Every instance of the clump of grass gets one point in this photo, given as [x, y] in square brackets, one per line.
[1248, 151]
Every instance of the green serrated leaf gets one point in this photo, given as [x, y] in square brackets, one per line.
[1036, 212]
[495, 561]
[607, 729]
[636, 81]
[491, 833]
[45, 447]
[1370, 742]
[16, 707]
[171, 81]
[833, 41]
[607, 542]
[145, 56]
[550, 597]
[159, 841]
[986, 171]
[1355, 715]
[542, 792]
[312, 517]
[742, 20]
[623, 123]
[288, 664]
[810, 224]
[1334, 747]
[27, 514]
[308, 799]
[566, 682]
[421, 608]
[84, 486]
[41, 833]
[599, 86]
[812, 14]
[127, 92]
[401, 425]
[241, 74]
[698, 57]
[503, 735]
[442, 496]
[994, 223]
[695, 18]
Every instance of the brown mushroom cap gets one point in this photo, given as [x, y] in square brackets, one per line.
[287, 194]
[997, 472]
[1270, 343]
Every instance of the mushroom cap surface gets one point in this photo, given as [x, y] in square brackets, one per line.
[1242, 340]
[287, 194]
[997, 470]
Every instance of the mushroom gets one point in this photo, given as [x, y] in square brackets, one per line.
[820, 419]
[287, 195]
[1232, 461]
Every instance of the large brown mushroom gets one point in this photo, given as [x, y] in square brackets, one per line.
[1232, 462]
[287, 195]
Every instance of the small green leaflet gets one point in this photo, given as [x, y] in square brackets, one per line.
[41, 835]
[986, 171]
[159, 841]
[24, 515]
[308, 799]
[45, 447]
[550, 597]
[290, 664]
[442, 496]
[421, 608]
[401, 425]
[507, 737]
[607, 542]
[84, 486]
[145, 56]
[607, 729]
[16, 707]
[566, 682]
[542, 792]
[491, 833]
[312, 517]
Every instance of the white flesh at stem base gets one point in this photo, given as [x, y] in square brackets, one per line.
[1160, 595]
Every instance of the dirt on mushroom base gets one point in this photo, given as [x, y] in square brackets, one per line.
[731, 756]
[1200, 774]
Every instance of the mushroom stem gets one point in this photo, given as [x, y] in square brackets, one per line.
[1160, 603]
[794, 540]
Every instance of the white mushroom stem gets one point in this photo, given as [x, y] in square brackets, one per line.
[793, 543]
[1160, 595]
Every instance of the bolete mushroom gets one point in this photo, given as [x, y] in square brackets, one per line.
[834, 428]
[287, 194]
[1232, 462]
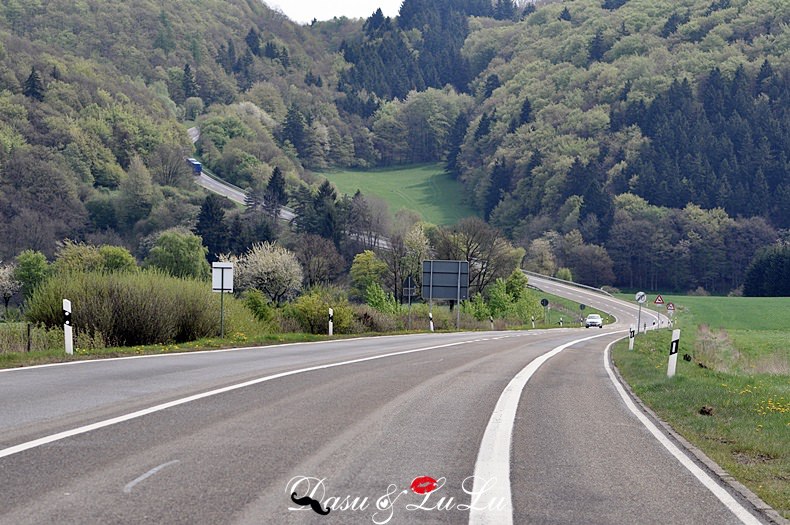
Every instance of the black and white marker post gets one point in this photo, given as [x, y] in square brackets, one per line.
[222, 281]
[69, 337]
[673, 353]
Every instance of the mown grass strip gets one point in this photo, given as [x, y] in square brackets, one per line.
[425, 189]
[741, 421]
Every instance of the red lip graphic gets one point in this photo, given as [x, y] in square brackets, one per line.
[423, 485]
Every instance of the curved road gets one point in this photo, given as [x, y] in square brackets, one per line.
[513, 427]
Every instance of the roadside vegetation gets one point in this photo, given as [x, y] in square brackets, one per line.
[731, 394]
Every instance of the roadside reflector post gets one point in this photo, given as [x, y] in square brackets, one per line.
[222, 281]
[673, 353]
[68, 335]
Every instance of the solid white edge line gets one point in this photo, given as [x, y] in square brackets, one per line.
[129, 486]
[494, 505]
[725, 497]
[158, 408]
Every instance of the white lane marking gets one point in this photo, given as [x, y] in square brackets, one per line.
[158, 408]
[199, 352]
[129, 486]
[731, 503]
[492, 468]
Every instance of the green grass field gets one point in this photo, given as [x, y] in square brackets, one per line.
[739, 367]
[425, 189]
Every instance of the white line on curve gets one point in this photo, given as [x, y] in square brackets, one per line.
[158, 408]
[731, 503]
[492, 468]
[129, 486]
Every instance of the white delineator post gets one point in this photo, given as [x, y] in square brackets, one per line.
[673, 353]
[69, 337]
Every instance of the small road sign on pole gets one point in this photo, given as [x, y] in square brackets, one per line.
[222, 281]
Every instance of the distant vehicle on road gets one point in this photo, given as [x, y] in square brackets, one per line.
[593, 320]
[197, 167]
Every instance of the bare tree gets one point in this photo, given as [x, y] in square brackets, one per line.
[489, 253]
[320, 260]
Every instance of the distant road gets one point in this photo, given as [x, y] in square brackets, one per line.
[216, 185]
[524, 427]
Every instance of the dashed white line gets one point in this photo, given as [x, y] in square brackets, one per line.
[492, 468]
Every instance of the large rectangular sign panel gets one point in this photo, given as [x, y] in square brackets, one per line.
[445, 280]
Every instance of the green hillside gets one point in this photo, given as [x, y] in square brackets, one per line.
[425, 189]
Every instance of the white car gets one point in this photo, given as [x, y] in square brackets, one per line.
[593, 320]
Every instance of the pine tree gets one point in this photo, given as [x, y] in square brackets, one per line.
[189, 85]
[211, 226]
[33, 86]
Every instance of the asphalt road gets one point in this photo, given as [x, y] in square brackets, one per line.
[226, 437]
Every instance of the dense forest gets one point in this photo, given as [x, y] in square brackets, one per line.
[635, 143]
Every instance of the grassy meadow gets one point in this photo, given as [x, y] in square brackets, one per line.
[425, 189]
[731, 397]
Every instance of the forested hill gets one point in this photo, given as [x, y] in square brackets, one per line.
[622, 132]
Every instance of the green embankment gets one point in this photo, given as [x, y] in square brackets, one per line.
[425, 189]
[732, 398]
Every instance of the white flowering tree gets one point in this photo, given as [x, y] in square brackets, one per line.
[271, 269]
[8, 285]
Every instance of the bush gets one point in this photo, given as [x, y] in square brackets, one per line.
[129, 309]
[311, 310]
[369, 319]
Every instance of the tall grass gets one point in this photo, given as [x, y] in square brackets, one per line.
[127, 309]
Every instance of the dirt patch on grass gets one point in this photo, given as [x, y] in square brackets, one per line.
[751, 458]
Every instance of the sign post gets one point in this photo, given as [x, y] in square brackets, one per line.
[222, 281]
[673, 353]
[410, 290]
[640, 297]
[68, 335]
[545, 304]
[445, 280]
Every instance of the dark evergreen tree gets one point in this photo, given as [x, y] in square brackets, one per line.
[295, 129]
[211, 226]
[492, 83]
[33, 86]
[769, 273]
[275, 196]
[189, 85]
[454, 142]
[498, 186]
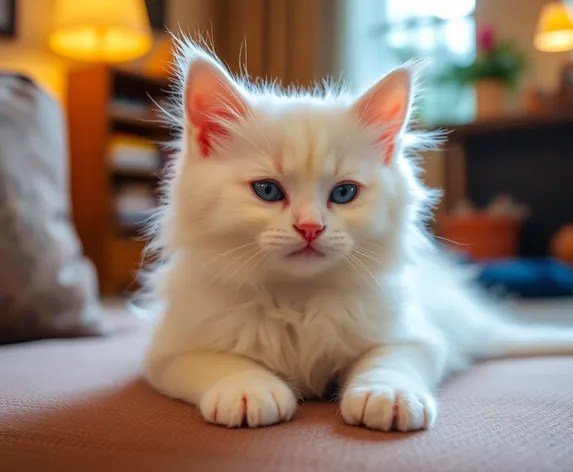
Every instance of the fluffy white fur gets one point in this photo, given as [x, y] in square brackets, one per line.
[245, 330]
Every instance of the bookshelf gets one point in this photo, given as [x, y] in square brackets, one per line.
[116, 163]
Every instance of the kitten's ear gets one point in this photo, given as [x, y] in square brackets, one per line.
[387, 106]
[210, 96]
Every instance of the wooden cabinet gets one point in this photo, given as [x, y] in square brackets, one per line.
[527, 157]
[104, 103]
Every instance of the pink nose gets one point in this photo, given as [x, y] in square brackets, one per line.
[309, 231]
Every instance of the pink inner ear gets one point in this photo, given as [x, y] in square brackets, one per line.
[209, 128]
[211, 97]
[386, 105]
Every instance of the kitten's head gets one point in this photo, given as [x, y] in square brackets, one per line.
[273, 185]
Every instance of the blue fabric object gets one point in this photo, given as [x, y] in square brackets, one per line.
[528, 278]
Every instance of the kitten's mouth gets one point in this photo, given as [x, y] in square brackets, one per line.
[307, 251]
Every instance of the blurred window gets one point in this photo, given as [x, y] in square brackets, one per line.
[382, 34]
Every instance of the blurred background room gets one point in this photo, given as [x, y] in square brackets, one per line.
[499, 79]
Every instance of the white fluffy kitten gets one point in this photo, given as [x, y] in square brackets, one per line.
[294, 256]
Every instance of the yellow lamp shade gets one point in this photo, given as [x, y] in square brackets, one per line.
[555, 29]
[101, 30]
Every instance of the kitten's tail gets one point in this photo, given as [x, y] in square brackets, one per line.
[523, 340]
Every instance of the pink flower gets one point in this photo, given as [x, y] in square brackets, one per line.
[485, 39]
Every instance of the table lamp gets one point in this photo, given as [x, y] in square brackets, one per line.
[554, 29]
[101, 30]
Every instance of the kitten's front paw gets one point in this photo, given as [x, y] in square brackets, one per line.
[252, 399]
[386, 407]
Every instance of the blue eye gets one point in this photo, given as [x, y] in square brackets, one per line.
[343, 193]
[268, 191]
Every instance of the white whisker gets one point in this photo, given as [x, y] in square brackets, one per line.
[370, 274]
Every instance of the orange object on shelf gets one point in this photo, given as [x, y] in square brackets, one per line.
[482, 236]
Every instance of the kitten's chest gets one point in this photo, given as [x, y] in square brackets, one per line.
[310, 341]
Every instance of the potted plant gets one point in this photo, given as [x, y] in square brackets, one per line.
[496, 70]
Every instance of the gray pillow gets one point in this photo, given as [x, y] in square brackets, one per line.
[47, 287]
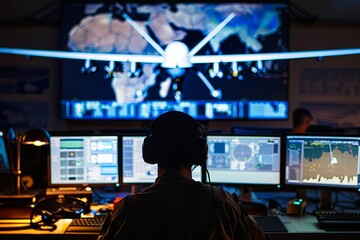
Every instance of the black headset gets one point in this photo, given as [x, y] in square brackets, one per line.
[198, 152]
[49, 210]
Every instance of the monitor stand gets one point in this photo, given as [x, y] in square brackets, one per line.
[251, 203]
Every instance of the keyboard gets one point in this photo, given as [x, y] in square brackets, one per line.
[338, 220]
[86, 224]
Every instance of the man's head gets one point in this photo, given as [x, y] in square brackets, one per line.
[175, 139]
[302, 117]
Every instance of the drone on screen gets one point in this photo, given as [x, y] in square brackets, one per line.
[176, 58]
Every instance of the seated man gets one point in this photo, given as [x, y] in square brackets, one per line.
[176, 206]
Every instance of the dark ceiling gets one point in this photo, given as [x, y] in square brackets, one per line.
[306, 11]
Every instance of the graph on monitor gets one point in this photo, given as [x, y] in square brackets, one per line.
[83, 160]
[322, 161]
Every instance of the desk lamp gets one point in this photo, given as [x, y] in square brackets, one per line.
[35, 137]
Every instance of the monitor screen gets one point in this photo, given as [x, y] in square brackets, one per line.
[321, 161]
[142, 88]
[80, 160]
[245, 160]
[134, 169]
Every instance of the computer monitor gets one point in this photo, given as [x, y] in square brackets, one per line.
[244, 160]
[134, 169]
[83, 160]
[142, 88]
[322, 161]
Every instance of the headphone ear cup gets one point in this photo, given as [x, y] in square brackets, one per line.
[47, 218]
[200, 152]
[148, 150]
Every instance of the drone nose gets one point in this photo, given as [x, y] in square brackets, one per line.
[176, 56]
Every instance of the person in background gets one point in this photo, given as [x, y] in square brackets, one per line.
[301, 119]
[176, 206]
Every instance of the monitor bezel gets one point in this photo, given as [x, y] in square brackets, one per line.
[254, 186]
[247, 116]
[81, 185]
[312, 186]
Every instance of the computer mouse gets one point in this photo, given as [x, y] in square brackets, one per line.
[296, 207]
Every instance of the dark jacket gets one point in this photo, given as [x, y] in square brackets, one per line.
[179, 208]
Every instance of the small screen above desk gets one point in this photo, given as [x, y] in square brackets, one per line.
[83, 160]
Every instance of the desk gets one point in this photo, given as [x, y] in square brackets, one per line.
[304, 227]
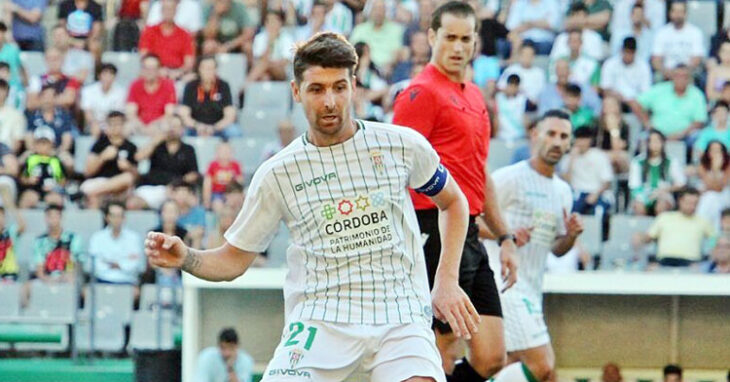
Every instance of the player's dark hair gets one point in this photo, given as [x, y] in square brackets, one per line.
[456, 8]
[673, 369]
[228, 335]
[328, 50]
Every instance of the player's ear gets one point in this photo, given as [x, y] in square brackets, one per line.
[295, 91]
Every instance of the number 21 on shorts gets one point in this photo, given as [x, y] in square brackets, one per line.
[296, 328]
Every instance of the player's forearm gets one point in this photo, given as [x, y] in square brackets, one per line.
[224, 263]
[492, 216]
[563, 244]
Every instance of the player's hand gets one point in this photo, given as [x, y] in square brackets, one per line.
[452, 305]
[573, 224]
[509, 264]
[522, 235]
[164, 250]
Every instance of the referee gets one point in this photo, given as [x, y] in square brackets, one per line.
[452, 115]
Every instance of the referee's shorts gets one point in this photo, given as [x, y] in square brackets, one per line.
[475, 276]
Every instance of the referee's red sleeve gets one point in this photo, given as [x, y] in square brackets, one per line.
[416, 108]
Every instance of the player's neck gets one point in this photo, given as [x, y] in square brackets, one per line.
[545, 169]
[324, 140]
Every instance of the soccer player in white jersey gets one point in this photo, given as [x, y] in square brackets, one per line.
[357, 292]
[536, 202]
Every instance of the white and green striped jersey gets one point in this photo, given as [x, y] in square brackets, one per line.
[356, 254]
[529, 199]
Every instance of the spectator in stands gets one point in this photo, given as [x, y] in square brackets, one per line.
[580, 115]
[677, 43]
[228, 27]
[679, 234]
[592, 45]
[171, 43]
[384, 37]
[583, 69]
[186, 15]
[672, 373]
[207, 105]
[66, 87]
[533, 20]
[42, 175]
[221, 172]
[101, 98]
[653, 177]
[718, 75]
[111, 168]
[511, 106]
[150, 98]
[639, 31]
[597, 15]
[552, 95]
[9, 233]
[77, 63]
[418, 53]
[83, 21]
[57, 253]
[714, 174]
[16, 93]
[611, 373]
[720, 258]
[192, 215]
[12, 121]
[57, 119]
[10, 54]
[272, 51]
[625, 76]
[677, 107]
[613, 135]
[117, 251]
[26, 17]
[717, 130]
[170, 160]
[225, 362]
[588, 170]
[532, 78]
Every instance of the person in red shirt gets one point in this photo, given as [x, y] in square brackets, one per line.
[150, 98]
[451, 114]
[171, 43]
[223, 171]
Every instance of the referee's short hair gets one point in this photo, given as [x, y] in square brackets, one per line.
[326, 49]
[456, 8]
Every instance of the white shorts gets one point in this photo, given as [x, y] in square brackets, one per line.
[330, 352]
[524, 325]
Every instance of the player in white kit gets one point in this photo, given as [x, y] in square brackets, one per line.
[537, 203]
[357, 293]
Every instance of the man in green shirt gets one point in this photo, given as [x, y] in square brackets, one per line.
[678, 109]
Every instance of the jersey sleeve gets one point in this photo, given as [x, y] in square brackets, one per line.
[259, 218]
[427, 175]
[415, 108]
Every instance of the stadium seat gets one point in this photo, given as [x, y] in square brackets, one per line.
[144, 330]
[34, 63]
[275, 96]
[127, 64]
[56, 301]
[10, 301]
[260, 123]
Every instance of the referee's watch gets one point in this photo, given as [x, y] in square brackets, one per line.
[504, 237]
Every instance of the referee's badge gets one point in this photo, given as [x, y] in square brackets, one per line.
[377, 159]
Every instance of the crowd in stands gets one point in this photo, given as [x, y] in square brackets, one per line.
[647, 91]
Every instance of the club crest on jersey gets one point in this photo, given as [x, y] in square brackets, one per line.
[377, 159]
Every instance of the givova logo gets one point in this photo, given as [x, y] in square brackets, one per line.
[290, 373]
[315, 181]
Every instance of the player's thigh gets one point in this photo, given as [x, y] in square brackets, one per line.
[315, 351]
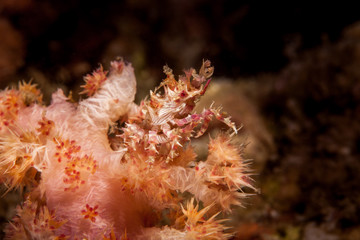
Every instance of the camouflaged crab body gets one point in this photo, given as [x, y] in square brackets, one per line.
[100, 188]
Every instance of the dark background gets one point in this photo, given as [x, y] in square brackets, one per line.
[295, 63]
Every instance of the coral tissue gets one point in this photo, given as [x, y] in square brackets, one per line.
[106, 168]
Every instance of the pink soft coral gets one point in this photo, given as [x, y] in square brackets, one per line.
[84, 184]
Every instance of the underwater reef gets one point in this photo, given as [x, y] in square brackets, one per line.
[107, 168]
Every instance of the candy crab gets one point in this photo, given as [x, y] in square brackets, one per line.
[85, 177]
[167, 121]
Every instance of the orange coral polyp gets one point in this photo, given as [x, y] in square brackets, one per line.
[94, 81]
[143, 169]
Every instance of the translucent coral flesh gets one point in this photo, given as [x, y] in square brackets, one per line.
[90, 187]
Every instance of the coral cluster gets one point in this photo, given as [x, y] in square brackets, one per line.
[106, 168]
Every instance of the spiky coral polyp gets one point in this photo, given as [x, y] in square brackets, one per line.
[83, 185]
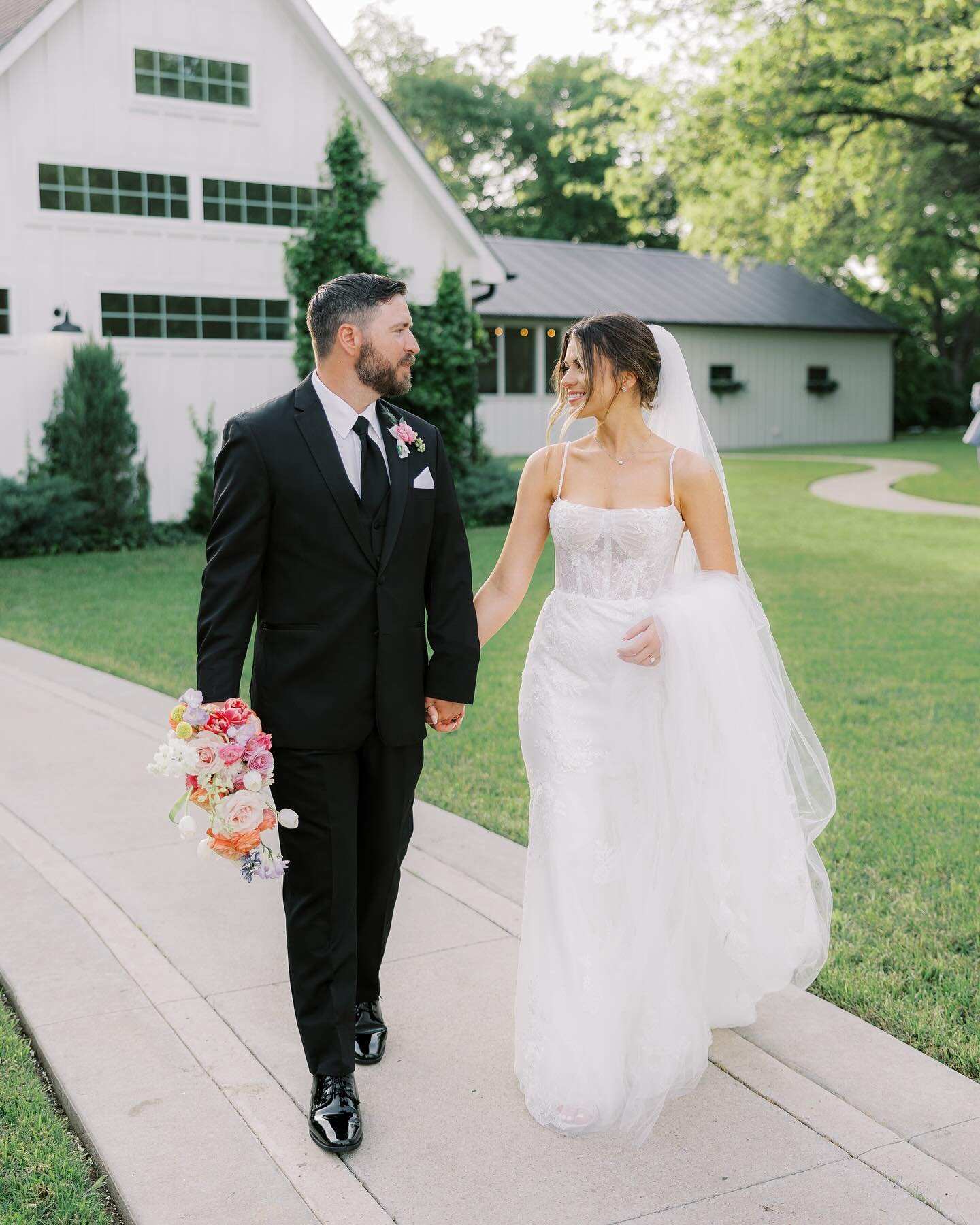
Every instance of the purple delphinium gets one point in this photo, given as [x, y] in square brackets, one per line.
[271, 869]
[251, 866]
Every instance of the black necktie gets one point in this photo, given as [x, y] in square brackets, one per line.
[374, 476]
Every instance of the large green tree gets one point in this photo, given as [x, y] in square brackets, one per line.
[336, 238]
[543, 153]
[450, 335]
[843, 136]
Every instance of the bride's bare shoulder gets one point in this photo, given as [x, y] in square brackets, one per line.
[691, 467]
[543, 467]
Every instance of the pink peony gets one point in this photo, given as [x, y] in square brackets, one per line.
[261, 761]
[239, 811]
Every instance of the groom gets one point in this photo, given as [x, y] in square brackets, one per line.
[336, 522]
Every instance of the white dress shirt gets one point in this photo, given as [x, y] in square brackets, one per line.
[342, 418]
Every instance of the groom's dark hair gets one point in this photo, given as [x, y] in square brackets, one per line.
[348, 299]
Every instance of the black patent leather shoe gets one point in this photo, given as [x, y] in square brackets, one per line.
[370, 1033]
[335, 1113]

→ **INSTRUCTIONS TO FOLLOW**: Reproduce only the lines running from the one that contains "Every instance of the bride's" to the last line of the records.

→ **OUTPUT OF THE EXERCISE**:
Every instance of the bride's bare shoulder gets one point in this photo, given as [x, y] in square brackets, one per line.
[691, 467]
[543, 467]
Every instance of the pink peony gets one point in this photo, given as [x, y] in square brackets, one per line.
[261, 761]
[239, 811]
Every instance of the groom gets one point in this photo, given as [x, y] in square brackets, one per line.
[336, 522]
Every instance of the white dress shirt gets one point in this photo, given as [x, y] in square brackets, one per line.
[342, 418]
Every instance of the groom's dark hair gets one point in this photo, given as [x, y] in square brackets, one per line.
[348, 299]
Every instance of the black patent leather shoe gets one point in this photo, given as [x, y] in square brackets, one per line.
[370, 1033]
[335, 1113]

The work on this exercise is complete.